● **QUESTIONS**:
- A) In the article on recession forecasts, what share of pre-coronavirus production levels has China already returned to?
- B) Decide whether each statement agrees with the article on recession forecasts: (i) the analysts liken the public health crisis to a natural disaster rather than a financial shock; (ii) the recovery in the U.S. and Europe is expected to be faster than in China; (iii) in the bear case, the global economy contracts 1.9% in 2020. For each, answer yes or no and quote the words that decide it.
- C) Return the passage of the article on recession forecasts from "When it comes" up to and including "recent client's note.", word for word.

● **READING TEXT**:
+---+

When it comes to the impact of the coronavirus on the economy, Americans and economists are on the same pessimistic page. A recent CBS News poll found believe the U.S. is headed for a recession or depression, while 36% said they think any economic downturn will be short-lived.
At Morgan Stanley, analysts are forecasting elements of both ends of that spectrum. "This will be a deep but shorter recession," the investment bank's analysts wrote in a recent client's note.
The global economic downturn now in play will be a deep "V-shaped " recession — a sharp plunge in growth followed by a quick recovery — predict analysts Chetan Ayha, Derrick Kam and Frank Zhao. That's because the public health crisis underlying the current economic stall is more akin to a natural disaster than a financial shock, and is therefore being met with a more aggressive policy response than the financial meltdown that brought on the 2008 recession, they noted.
The U.S. and Europe will see a sharp deceleration in growth in the second quarter before recovering in the third, with the recovery expected to be slower than in China, where production levels are already back at 85% to 90% of pre-coronavirus levels, the analysts said.
Just how calamitous the current quarter will prove to be remains unclear, but economists agree on thing — it will be bad. IHS Markit on Monday forecast that growth between April and June will drop a whopping 27% — that would be by far the biggest quarterly drop since World War 2.
By comparison, the largest drop in recent decades came in 1958, when the economy shrank 10% in the first three months of the year.
For 2020, the global economy will contract 1.9%, estimated Morgan Stanley, while stressing that its prediction is based on the virus peaking this month or next. "If the virus peaks later than we expect, the bear case scenario will feature an even deeper contraction of 4.8% for 2020," the analysts wrote.

+---+

● **RECORDS SHOWN**:
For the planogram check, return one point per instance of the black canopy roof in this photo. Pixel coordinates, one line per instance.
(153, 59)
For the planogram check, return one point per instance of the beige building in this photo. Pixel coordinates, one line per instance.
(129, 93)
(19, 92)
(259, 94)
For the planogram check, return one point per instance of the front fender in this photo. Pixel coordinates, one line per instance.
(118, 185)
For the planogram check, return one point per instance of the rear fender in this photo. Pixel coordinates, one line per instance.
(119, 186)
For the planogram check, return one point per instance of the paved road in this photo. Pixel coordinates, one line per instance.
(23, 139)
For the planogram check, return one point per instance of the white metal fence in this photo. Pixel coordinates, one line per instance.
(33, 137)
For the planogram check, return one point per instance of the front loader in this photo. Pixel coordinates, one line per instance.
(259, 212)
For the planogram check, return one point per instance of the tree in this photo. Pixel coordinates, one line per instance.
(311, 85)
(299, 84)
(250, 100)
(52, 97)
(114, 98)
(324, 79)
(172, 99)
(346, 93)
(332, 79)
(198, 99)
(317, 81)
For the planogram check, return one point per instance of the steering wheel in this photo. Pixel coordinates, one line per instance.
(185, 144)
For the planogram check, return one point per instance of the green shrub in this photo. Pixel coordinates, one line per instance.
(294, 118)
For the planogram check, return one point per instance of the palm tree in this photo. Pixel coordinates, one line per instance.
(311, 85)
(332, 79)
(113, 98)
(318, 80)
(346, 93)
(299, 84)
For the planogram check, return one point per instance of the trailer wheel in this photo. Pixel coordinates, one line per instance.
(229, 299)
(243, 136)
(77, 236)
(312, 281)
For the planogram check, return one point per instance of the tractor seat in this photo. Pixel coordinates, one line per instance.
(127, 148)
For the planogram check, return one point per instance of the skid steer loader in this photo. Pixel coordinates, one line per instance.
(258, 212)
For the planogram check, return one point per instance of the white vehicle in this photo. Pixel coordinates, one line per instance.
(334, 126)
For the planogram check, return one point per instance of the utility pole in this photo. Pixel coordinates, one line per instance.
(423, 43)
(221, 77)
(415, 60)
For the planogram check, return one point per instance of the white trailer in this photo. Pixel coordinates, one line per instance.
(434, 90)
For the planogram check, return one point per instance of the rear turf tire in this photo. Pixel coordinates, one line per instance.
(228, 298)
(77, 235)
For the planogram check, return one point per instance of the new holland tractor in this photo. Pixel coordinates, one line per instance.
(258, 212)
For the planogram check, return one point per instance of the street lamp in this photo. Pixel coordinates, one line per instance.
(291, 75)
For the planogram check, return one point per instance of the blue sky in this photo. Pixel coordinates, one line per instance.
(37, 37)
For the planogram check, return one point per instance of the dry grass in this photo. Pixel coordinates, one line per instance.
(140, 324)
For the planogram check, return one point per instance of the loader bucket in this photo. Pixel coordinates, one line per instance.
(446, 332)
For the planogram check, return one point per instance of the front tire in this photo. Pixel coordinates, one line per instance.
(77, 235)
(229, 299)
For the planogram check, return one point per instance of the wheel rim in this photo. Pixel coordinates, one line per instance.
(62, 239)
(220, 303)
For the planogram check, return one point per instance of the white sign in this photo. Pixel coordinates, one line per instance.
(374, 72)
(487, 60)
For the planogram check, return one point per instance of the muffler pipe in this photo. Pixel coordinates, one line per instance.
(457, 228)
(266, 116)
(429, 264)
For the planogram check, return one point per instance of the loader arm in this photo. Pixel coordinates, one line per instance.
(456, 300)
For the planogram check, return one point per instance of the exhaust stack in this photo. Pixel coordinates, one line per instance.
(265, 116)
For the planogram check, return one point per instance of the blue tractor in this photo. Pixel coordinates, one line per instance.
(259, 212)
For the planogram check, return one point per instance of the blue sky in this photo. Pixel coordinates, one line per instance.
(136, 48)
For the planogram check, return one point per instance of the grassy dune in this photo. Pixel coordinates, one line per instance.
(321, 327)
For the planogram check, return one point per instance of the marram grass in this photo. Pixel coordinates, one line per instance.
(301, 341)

+---+

● **RESULTS OF THE TASKS**:
- A) 85% to 90%

- B)
(i) Yes: "more akin to a natural disaster than a financial shock"
(ii) No: "with the recovery expected to be slower than in China"
(iii) No: "the bear case scenario will feature an even deeper contraction of 4.8% for 2020"

- C)
When it comes to the impact of the coronavirus on the economy, Americans and economists are on the same pessimistic page. A recent CBS News poll found believe the U.S. is headed for a recession or depression, while 36% said they think any economic downturn will be short-lived.
At Morgan Stanley, analysts are forecasting elements of both ends of that spectrum. "This will be a deep but shorter recession," the investment bank's analysts wrote in a recent client's note.